● Document extract:
%%

This dedicated physician has made his choice. Read how he's solved a common medical dilemma.

I had just closed the exam room door behind me and started to greet my young patient and his mother, when I heard my name in a muffled page. In our clinic, overhead pages sound not unlike the voice of the teacher in the old Peanuts cartoon specials: "Wha wha wha whaaaa wha, Dr. Switzer, wha wha whaaaa."

Slightly embarrassed, I excused myself and picked up the phone in the hallway. "Hello, this is Dave Switzer."

"Well, that's a little formal, don't you think?" It was my wife, Tina.

"We're fine," she said. "Claire just had something she really wanted to tell you."

This was my first urgent call from Claire, who was then 2 years old. What could it be?

Allow me to digress. I have one of the most important jobs in the whole world. The responsibility is tremendous, and the opportunity to send rippling effects into society for years to come is daunting. I can't afford to miss one detail that today may seem insignificant but later may be reassessed as critical. On the other hand, the rewards are boundless and priceless. I am, of course, talking about being a parent.

Sure, my position as a family doctor is one of honor, privilege, and tremendous responsibility, too. I care a great deal for my patients, and each encounter-even if it's frustrating-still leaves me with a sense of awe and wonder that the patient has chosen me, this regular guy with average smarts, as a confidant and healer.

I think the reason my patients choose to stay with me is because they recognize how much I care about them. But you know what? I care about my little girls-Jennifer, Claire, and Rebecca-too. I want to be a good doctor. But I also want to be a good father. And although those two desires may seem to conflict, the skills I need for one reinforce the skills I need for the other.

Being a good father takes time. I'm not nearly smart enough to figure it out in five minutes a day. Being a good father means playing with Fisher-Price "Little People" and Disney "Princesses," dressing up to watch dining room performances of The Nutcracker, and getting my bald head scrubbed to a shine as I lean over the side of the tub at bath time. It means taking trips to the imaginary beauty shop in the girls' room, administering "boo boo medicine," enforcing limits, reading bedtime stories, occasionally putting on a feather boa, playing Candyland and Chutes and Ladders-and lots and lots of hugs and kisses. It also means taking each girl out to lunch alone every now and then, so that she knows that I recognize her as an individual, not just one of the pack.

%%

● Brief:
Duplicate a stretch of the physician's essay word for word, beginning at the words "Allow me to" and stopping after "being a parent.".

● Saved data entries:
%%

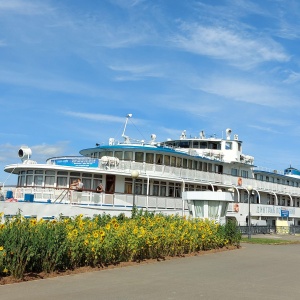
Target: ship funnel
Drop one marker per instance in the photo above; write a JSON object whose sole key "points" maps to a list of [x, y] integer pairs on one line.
{"points": [[228, 133], [24, 153]]}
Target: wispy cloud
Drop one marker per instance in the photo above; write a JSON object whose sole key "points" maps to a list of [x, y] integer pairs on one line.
{"points": [[237, 48], [137, 72], [246, 91], [267, 129], [95, 117], [23, 7]]}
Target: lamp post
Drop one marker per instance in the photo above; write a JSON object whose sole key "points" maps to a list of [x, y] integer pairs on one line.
{"points": [[250, 189], [134, 174]]}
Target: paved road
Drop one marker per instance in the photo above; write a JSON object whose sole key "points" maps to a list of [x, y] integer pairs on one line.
{"points": [[253, 272]]}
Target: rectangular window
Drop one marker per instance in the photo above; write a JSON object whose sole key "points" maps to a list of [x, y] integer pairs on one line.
{"points": [[49, 181], [128, 186], [128, 155], [149, 158], [203, 145], [158, 159], [163, 189], [29, 179], [244, 174], [171, 189], [173, 161], [196, 144], [139, 156], [234, 172], [228, 145], [119, 154], [167, 160], [155, 189], [178, 162], [38, 180]]}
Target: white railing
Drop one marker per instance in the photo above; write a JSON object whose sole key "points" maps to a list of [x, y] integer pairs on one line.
{"points": [[201, 177], [72, 197]]}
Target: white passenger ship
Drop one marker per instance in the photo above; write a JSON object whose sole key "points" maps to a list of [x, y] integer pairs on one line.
{"points": [[156, 176]]}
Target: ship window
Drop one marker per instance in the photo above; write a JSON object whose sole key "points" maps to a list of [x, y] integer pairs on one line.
{"points": [[61, 181], [167, 160], [163, 189], [87, 183], [178, 162], [185, 144], [173, 161], [128, 186], [234, 172], [194, 165], [62, 173], [139, 156], [158, 159], [87, 175], [139, 186], [209, 167], [155, 189], [228, 145], [21, 180], [49, 180], [75, 174], [200, 165], [177, 190], [171, 189], [244, 174], [119, 154], [212, 145], [96, 182], [29, 179], [196, 144], [50, 172], [149, 158], [38, 180], [203, 145], [184, 163], [128, 155]]}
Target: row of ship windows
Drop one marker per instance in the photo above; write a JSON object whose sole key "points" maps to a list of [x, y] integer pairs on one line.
{"points": [[62, 180], [168, 160], [276, 180]]}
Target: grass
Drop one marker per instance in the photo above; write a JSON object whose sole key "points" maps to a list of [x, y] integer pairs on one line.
{"points": [[268, 241]]}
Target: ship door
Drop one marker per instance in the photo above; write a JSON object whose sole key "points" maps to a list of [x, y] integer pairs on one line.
{"points": [[110, 184]]}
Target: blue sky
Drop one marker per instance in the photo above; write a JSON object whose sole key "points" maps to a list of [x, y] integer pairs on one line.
{"points": [[71, 70]]}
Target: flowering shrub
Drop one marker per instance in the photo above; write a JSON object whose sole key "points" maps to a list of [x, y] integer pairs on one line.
{"points": [[28, 245]]}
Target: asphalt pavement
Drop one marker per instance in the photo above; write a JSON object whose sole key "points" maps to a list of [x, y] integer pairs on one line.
{"points": [[252, 272]]}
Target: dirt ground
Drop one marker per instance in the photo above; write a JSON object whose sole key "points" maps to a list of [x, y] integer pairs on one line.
{"points": [[36, 276]]}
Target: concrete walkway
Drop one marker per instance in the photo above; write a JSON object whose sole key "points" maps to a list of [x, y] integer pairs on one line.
{"points": [[253, 272]]}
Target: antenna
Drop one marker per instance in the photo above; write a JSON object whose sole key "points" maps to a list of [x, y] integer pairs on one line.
{"points": [[123, 134]]}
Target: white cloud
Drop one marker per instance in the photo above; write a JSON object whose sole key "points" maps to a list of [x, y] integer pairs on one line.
{"points": [[266, 129], [237, 48], [95, 117], [246, 91], [23, 7]]}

%%

● Result of the exercise:
Allow me to digress. I have one of the most important jobs in the whole world. The responsibility is tremendous, and the opportunity to send rippling effects into society for years to come is daunting. I can't afford to miss one detail that today may seem insignificant but later may be reassessed as critical. On the other hand, the rewards are boundless and priceless. I am, of course, talking about being a parent.